++++ SUPPLIED ENTRIES ++++
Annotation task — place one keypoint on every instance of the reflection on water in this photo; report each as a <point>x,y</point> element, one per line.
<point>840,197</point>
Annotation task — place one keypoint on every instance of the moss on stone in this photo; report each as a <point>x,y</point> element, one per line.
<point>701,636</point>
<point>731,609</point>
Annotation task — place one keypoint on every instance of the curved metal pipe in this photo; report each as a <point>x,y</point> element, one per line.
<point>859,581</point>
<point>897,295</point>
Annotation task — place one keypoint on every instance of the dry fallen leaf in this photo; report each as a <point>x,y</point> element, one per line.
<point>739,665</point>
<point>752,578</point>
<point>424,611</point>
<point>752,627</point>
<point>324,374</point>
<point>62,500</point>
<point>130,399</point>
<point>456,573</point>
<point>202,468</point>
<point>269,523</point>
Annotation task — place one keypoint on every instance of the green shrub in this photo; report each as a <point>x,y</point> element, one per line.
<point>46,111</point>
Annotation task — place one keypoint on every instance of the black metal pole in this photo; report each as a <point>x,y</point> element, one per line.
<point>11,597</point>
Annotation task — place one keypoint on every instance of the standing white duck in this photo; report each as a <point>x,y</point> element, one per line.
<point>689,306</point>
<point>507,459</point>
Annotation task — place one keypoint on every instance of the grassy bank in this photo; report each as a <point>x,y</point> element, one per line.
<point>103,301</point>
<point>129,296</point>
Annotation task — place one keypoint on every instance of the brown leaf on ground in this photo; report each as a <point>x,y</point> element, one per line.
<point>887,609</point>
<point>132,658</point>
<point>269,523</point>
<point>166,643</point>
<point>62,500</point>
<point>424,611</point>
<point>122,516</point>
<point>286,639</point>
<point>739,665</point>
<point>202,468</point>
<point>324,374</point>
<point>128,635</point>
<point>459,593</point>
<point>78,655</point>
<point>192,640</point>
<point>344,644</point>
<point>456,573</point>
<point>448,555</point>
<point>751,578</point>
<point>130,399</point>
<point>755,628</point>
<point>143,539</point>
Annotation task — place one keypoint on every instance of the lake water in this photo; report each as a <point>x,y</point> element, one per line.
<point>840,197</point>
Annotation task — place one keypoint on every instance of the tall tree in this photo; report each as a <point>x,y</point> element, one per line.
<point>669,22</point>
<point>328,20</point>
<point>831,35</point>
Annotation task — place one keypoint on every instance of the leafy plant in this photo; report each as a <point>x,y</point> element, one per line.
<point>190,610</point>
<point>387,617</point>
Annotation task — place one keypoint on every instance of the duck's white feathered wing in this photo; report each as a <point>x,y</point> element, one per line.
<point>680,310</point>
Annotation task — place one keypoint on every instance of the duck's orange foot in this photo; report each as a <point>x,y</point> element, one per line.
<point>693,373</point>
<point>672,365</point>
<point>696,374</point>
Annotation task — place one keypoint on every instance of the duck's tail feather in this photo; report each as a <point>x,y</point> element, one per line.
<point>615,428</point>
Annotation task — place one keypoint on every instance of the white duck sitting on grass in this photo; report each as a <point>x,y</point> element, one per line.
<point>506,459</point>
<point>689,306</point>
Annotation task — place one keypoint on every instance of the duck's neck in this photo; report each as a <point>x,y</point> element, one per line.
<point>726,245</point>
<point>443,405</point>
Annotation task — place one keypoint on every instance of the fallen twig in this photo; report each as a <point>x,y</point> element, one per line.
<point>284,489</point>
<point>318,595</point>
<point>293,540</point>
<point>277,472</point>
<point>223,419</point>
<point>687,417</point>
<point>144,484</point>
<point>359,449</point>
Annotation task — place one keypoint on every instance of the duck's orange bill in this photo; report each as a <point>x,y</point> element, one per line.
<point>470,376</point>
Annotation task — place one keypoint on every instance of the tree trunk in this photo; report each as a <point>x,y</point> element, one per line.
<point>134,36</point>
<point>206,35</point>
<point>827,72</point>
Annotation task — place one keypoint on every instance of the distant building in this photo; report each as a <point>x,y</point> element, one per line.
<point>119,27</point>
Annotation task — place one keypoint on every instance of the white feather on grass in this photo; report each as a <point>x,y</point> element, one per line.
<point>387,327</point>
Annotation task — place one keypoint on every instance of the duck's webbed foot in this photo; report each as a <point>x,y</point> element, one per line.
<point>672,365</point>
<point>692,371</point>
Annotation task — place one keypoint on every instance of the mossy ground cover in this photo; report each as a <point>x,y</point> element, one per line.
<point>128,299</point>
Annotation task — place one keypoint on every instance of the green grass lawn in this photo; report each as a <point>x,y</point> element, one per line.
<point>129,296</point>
++++
# [INSTRUCTIONS TO FOLLOW]
Return each line of the data above verbatim.

# [ANSWER TO THIS TASK]
Annotation task — place one keypoint on every instance of the reflection on water in this photo; report each as a <point>x,y</point> element, one per line.
<point>840,197</point>
Annotation task — place one keypoint on every instance of the moss on stone in this photo; report each as a <point>x,y</point> element, one per line.
<point>701,636</point>
<point>731,609</point>
Annotation task — place one keypoint on every instance of the curved metal pipe in this photo; report each as a <point>x,y</point> element, one per line.
<point>859,581</point>
<point>897,295</point>
Annotation task — place one keypoint on every instance of the dry fallen leaf in this photo; report each as a <point>x,y</point> element, one per line.
<point>739,665</point>
<point>752,578</point>
<point>424,611</point>
<point>752,627</point>
<point>324,374</point>
<point>62,500</point>
<point>130,399</point>
<point>456,573</point>
<point>202,468</point>
<point>269,523</point>
Annotation task — place one keypoint on every instance of the green shrub in this photo; report each as a <point>x,y</point> element, one per line.
<point>46,111</point>
Annotation task — place one keypoint on every instance of the black metal pole in this photo; report each as a <point>x,y</point> element, one per line.
<point>11,597</point>
Annotation task — place one keypoint on every instance of the standing white duck in this photo; report each as a <point>x,y</point> element, one per line.
<point>689,306</point>
<point>507,459</point>
Annotation task — place one keypoint on every instance of the grassy bank in this photo; report each as a <point>x,y</point> element, one per line.
<point>103,301</point>
<point>129,296</point>
Annotation task — place one keypoint on every instance of the brown leaf on ground in this photo; report each as a <point>x,y</point> element, one per line.
<point>887,609</point>
<point>132,658</point>
<point>269,523</point>
<point>166,643</point>
<point>62,500</point>
<point>424,611</point>
<point>122,516</point>
<point>286,639</point>
<point>739,665</point>
<point>202,468</point>
<point>324,374</point>
<point>128,635</point>
<point>459,593</point>
<point>78,655</point>
<point>192,640</point>
<point>344,644</point>
<point>456,573</point>
<point>448,555</point>
<point>751,578</point>
<point>130,399</point>
<point>755,628</point>
<point>143,539</point>
Annotation task — place one keypoint on every instance of the lake water in this photo; report each as a <point>x,y</point> element, one per line.
<point>840,197</point>
Annotation task — place one keypoint on every instance of the tall tree in this photo; report each as a <point>x,y</point> element, one per line.
<point>669,22</point>
<point>328,20</point>
<point>831,35</point>
Annotation task — place one keypoint on every instance of the leafy plant in this photo; report each as a <point>x,y</point> element, one per line.
<point>190,610</point>
<point>387,617</point>
Annotation task — place one keypoint on every instance of the duck's white feathered wing in this photo; report each as a <point>x,y</point> element, one per line.
<point>680,310</point>
Annotation task — place one keypoint on every instance of the duck's orange foot in this photo; report each as a <point>x,y</point> element, one per line.
<point>693,373</point>
<point>672,365</point>
<point>696,374</point>
Annotation task — place one keypoint on every instance of the duck's tail feather in this photo; report each as a <point>x,y</point> element, one per line.
<point>615,428</point>
Annotation task — place one keypoint on every instance of the white duck sitting on grass in this photo; report each as a <point>x,y</point> element, one per line.
<point>506,459</point>
<point>689,306</point>
Annotation task — place one keypoint on every instance of the duck's neck in this photo; report each as a <point>x,y</point> element, one per line.
<point>726,245</point>
<point>443,405</point>
Annotation task — place one keypoint on every instance of the fallen twig in this photo; report each as a <point>x,y</point> element, one per line.
<point>284,489</point>
<point>318,595</point>
<point>293,540</point>
<point>277,472</point>
<point>223,419</point>
<point>687,417</point>
<point>144,484</point>
<point>359,449</point>
Annotation task — place one keypoint on every instance of the duck's orange bill in this photo; report each as a <point>x,y</point> element, one per line.
<point>470,376</point>
Annotation task — place one keypoint on every instance of the tree trunk in this photo; report each as a <point>x,y</point> element, one per line.
<point>134,36</point>
<point>206,35</point>
<point>827,72</point>
Annotation task — place one keypoint on every instance of the distant building in this photo; report each as a <point>x,y</point> element, one per line.
<point>119,27</point>
Annotation task — place one keypoint on every instance of the white feather on grass in this photo; report each as a <point>x,y</point> element, one per line.
<point>387,327</point>
Annotation task — place one keypoint on every instance of the duck's webbed foot in this photo; report each as a <point>x,y</point> element, one per line.
<point>672,365</point>
<point>692,371</point>
Annotation task — place one keypoint on every instance of the mossy ground cover in this photo; report each as a <point>x,y</point> element, one per line.
<point>128,299</point>
Annotation task — place one keypoint on every instance of the green grass lawn in this photo; report each as a <point>x,y</point> element, one per line.
<point>129,296</point>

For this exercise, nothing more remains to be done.